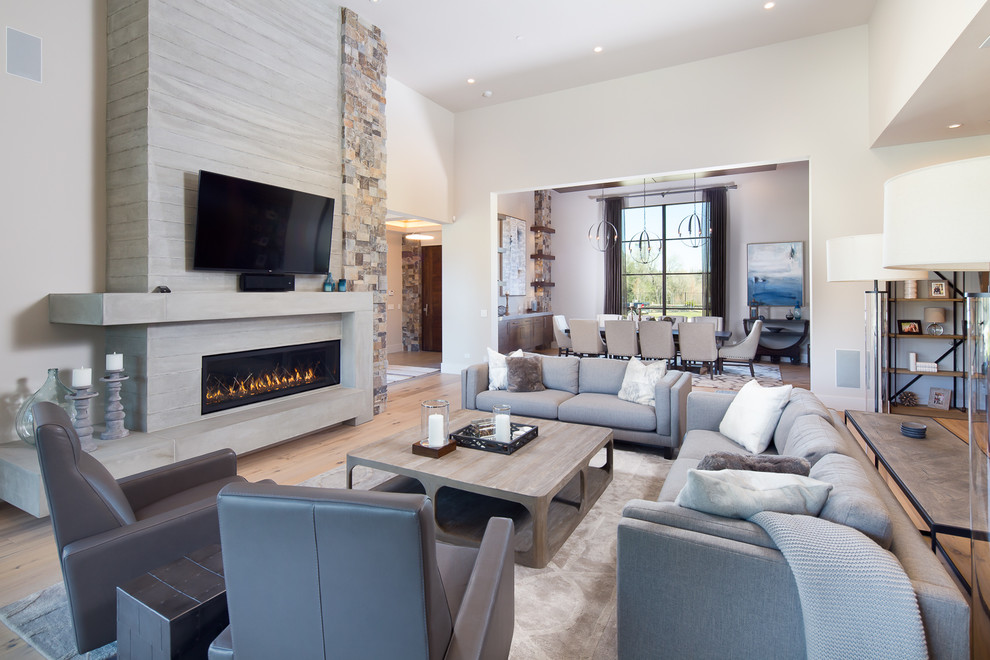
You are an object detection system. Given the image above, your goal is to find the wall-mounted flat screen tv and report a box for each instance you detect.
[193,170,334,275]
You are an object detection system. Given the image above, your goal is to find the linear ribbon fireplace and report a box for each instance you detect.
[202,340,341,414]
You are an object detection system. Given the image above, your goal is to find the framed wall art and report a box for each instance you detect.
[898,320,922,335]
[929,280,948,298]
[928,387,952,411]
[747,241,804,307]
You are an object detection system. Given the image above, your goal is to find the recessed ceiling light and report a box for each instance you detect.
[764,1,775,8]
[467,78,476,84]
[482,90,493,98]
[947,123,963,129]
[593,46,603,53]
[515,35,524,42]
[405,233,433,241]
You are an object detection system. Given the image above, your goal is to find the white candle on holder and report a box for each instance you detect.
[428,413,445,447]
[71,367,92,389]
[106,352,123,371]
[494,404,511,443]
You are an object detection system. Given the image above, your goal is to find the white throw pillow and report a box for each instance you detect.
[617,357,667,406]
[487,348,523,390]
[719,380,793,453]
[675,468,833,519]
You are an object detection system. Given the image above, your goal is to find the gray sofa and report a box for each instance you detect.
[617,389,970,659]
[461,356,692,454]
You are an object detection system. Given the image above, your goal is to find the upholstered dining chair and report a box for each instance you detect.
[718,319,763,376]
[639,320,676,364]
[677,321,719,378]
[661,315,687,329]
[570,319,607,357]
[604,320,639,359]
[207,484,515,660]
[596,313,622,328]
[553,314,572,356]
[33,401,248,654]
[687,315,724,331]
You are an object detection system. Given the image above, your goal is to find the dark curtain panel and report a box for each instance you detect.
[603,197,623,314]
[705,188,728,318]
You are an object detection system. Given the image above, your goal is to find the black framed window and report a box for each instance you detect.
[620,201,711,317]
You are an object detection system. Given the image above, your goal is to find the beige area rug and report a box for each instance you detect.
[2,447,670,660]
[691,362,782,390]
[304,447,671,659]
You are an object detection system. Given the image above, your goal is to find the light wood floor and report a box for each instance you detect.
[0,359,809,658]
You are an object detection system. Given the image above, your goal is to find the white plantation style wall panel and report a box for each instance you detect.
[106,0,342,293]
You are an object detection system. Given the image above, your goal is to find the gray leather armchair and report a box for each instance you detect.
[33,401,247,653]
[208,483,515,660]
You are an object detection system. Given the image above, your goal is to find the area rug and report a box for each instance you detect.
[2,447,670,660]
[691,362,782,390]
[386,364,440,384]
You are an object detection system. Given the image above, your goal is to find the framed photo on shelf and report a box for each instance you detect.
[928,387,952,411]
[898,320,922,335]
[930,280,948,298]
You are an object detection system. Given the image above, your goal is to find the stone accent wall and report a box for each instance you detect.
[340,8,388,413]
[533,190,553,312]
[401,238,422,351]
[106,0,342,293]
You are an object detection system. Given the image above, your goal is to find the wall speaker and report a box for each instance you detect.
[835,349,861,389]
[6,28,42,83]
[239,273,295,292]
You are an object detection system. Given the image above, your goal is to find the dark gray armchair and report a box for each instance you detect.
[33,401,247,653]
[208,483,515,660]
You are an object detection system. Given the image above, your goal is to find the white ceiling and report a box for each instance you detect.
[347,0,990,146]
[348,0,877,113]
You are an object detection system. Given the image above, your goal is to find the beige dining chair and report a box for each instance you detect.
[687,315,724,332]
[596,313,622,328]
[604,320,639,359]
[570,319,607,357]
[678,321,719,378]
[718,319,763,376]
[553,315,572,356]
[639,320,676,364]
[662,315,687,329]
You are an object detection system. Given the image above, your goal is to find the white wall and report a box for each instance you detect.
[442,26,990,411]
[868,0,985,144]
[385,77,455,223]
[0,2,107,441]
[385,231,404,353]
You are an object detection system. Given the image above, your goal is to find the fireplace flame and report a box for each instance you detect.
[204,364,322,406]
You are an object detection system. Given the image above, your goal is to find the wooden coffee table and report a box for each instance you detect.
[346,409,614,568]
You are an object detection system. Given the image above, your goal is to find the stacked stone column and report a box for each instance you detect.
[341,8,389,413]
[534,191,554,311]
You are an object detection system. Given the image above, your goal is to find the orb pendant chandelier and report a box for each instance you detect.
[589,186,617,252]
[628,179,661,265]
[678,172,707,248]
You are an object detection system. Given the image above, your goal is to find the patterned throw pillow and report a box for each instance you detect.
[617,357,667,406]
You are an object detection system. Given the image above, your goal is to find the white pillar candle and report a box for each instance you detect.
[495,413,511,443]
[428,413,445,447]
[72,367,92,388]
[106,352,123,371]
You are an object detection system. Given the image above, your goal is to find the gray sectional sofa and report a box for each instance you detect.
[461,356,691,454]
[617,389,970,659]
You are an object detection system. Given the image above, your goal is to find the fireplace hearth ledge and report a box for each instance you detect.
[0,292,375,518]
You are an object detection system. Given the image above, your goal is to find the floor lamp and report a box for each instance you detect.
[826,233,927,413]
[881,155,990,658]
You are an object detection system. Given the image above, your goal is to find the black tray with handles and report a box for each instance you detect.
[451,419,538,455]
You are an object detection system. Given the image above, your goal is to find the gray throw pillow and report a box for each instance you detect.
[506,356,546,392]
[697,451,811,476]
[810,453,894,549]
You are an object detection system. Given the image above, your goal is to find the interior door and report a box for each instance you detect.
[421,245,442,352]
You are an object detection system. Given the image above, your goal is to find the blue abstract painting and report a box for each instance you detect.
[747,241,804,307]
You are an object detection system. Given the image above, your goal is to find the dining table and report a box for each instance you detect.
[564,326,732,345]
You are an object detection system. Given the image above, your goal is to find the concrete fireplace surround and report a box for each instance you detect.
[0,291,373,517]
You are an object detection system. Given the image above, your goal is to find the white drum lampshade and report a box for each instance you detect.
[882,155,990,273]
[826,233,928,283]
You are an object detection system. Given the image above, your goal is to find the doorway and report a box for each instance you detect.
[421,245,442,352]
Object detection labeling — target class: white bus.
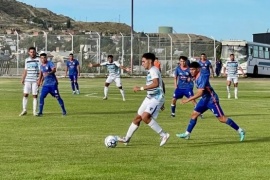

* EXERCISE DETAILS
The records above need to be copied exactly, with the pictures left out.

* SOLVED PROBLEM
You are an object detection system. Given the image above, your goal is to find the wall-mounted flat screen tv and report a box for each instance you detect.
[193,170,334,275]
You are an object detection system. Given the image above, your goal is to find the linear ribbon fireplace and report a box for each instance you detect.
[202,340,341,414]
You are an object detection system. Given the image above, your goal is to find the framed wall art and report a box for each instance you detect.
[898,320,922,335]
[929,280,948,298]
[928,387,952,411]
[747,241,804,307]
You are an object detection system. Given the image above, your goal is to find the recessed ceiling light and report a box for each instance you detect.
[764,1,775,8]
[467,78,476,84]
[482,90,493,98]
[947,123,963,129]
[593,46,603,53]
[515,35,524,42]
[405,233,433,241]
You are an object detection system. Given the image above, your goal is to find the white candle on holder and report a box for each instance you detect.
[428,413,445,447]
[71,367,92,389]
[106,352,123,371]
[494,404,511,443]
You are an object detection system. Given the image above, your goal is to find the white throw pillow and report a box for each instance you detect.
[617,357,667,406]
[487,348,523,390]
[719,380,793,453]
[675,468,833,519]
You are an object detection system. Given the image above, your goal is to find the gray sofa and report a box for each instance you detect.
[617,389,970,659]
[461,356,692,454]
You are an object detection system. Given the image above, your goal is to find the upholstered dining chair and report a box for each instance you detect.
[718,319,763,376]
[639,320,676,364]
[677,321,719,378]
[661,315,687,329]
[570,319,607,357]
[604,320,639,359]
[207,484,515,660]
[596,313,622,328]
[553,314,572,356]
[33,401,248,654]
[687,315,724,331]
You are an object detection system. Given the image above, your goal is to find the dark curtain panel and report a box for each instance you detect.
[603,197,623,314]
[705,188,728,318]
You are an object detection system. Given the image above, your goal is to find the black framed window and report a box for each instance you detect.
[620,201,711,317]
You are an object detection system. Given the image above, your goal is to find the beige area rug and report a box for each instance you detect.
[2,447,670,660]
[691,362,782,390]
[304,447,671,659]
You are an object detection system. Given the image above, your goal is to find the light wood floor and report a box for each instance you detect.
[0,359,809,658]
You are an object detection system. Given the image above, your goal is to find the white plantation style wall panel and report a box for each instance you detect.
[106,0,342,293]
You are an object detection system. Given the image above, your goal is to find the gray leather armchair and report a box for each instance you detect.
[33,401,247,653]
[208,483,515,660]
You are an object detection system. Given the image above, your goal is to find the area rug and report a box for each instance you detect.
[2,447,670,660]
[691,362,782,390]
[386,364,440,384]
You are an object detection system. Given the image above, your goal is to find the framed photo on shelf and report a box for each instance you detect.
[928,387,952,411]
[898,320,922,335]
[930,280,948,298]
You are an object detection system. Given the image above, your goal is to find the stone accent wall and report a box for each instance you detect.
[340,8,388,413]
[533,190,553,312]
[401,238,422,351]
[106,0,342,293]
You are an object detection system. Given the image above, your goal is to find the wall speaker and report a box for each instance you detect.
[835,349,861,389]
[6,28,42,83]
[239,273,295,292]
You are an object detection system. Given the image above, your goal is to find the dark gray armchair and report a box for each instance you detect.
[33,401,247,653]
[208,483,515,660]
You are an object detection system. Given the image above, your goal is to find the white ceiling and report a box for each instance you detect.
[347,0,990,146]
[348,0,877,113]
You are an object detection system. Given the image above, your goal is to find the beige dining chair and report a box for each instance you detect.
[687,315,724,332]
[596,313,622,328]
[604,320,639,359]
[570,319,607,357]
[678,321,719,378]
[718,319,763,376]
[553,315,572,356]
[639,320,676,364]
[662,315,687,329]
You are an object detection system. Given the image above, your goal is to find the white wall and report a box for each instance you detect.
[442,26,990,411]
[868,0,985,144]
[385,77,455,223]
[0,2,107,441]
[385,231,404,353]
You are an object detection system. Given the image above, your goal is to find the fireplace flame and report a box for each instance you detect.
[204,364,322,406]
You are an object detection system. Given the image above, your goal is to find the wooden coffee table and report a box for each instance you detect.
[346,409,614,568]
You are an object detection system. Given the image above, your goal is to find the stacked stone column and report a box for each instance you detect.
[341,8,389,413]
[534,191,554,311]
You are an object detection system. Given the image above, your goal is to find the orb pendant chandelier and report a box for each instance you detect.
[589,186,617,252]
[628,179,661,265]
[678,172,707,248]
You are an object detection system. Given the image above, your goal is to find the patterned throw pillow and report a box for each instance you detect.
[617,357,667,406]
You are an object detection system. Given the image above, your goal is to find the white pillar candle and report a box for each instance you detect.
[495,413,511,443]
[428,413,445,447]
[72,367,92,388]
[106,352,123,371]
You are an object detection system. Given the image above, your goal is to find the gray sectional sofa and report a box for each instance you detect.
[461,356,691,454]
[617,389,970,659]
You are an object detection system. Given the image above, your goal is to find the fireplace hearth ledge and report a box for each instance you detect.
[0,292,375,518]
You are an object detection system. Given the image above, your goal is to find the floor lamp and report a box for each instance you detect.
[826,233,927,413]
[881,155,990,658]
You are an object detection system. Given the image above, your goal is to find the black tray with handles and report a box for each instance you detect.
[451,419,538,455]
You are an object detection system. Given the image above, your goal is to find the gray throw pillow and report a box for each instance you detect.
[506,356,546,392]
[697,451,811,476]
[810,453,894,549]
You are an object detection system. Given the image above, your goal is to find the interior door and report a box for each instance you detect.
[421,245,442,352]
You are an object detection system. Given the image above, your goal is to find the blue abstract painting and report a box for each instance you detect.
[747,241,804,307]
You are an object detection system. Given the image above, your goal is to find the dining table and report a box for each instance you detect.
[564,326,732,345]
You are an object detection system. Given the image above, your goal is to find the concrete fireplace surround and report a box for each instance you detect.
[0,291,373,517]
You are an object detection system. Given the image above, your goal is to find the white drum lampshade and report a box for each instance you detect.
[882,155,990,273]
[826,233,928,283]
You are an object detection system. Given the image above, your goal is to find the doorway and report a box for each instance you detect.
[421,245,442,352]
Object detection labeling — target class: white bus.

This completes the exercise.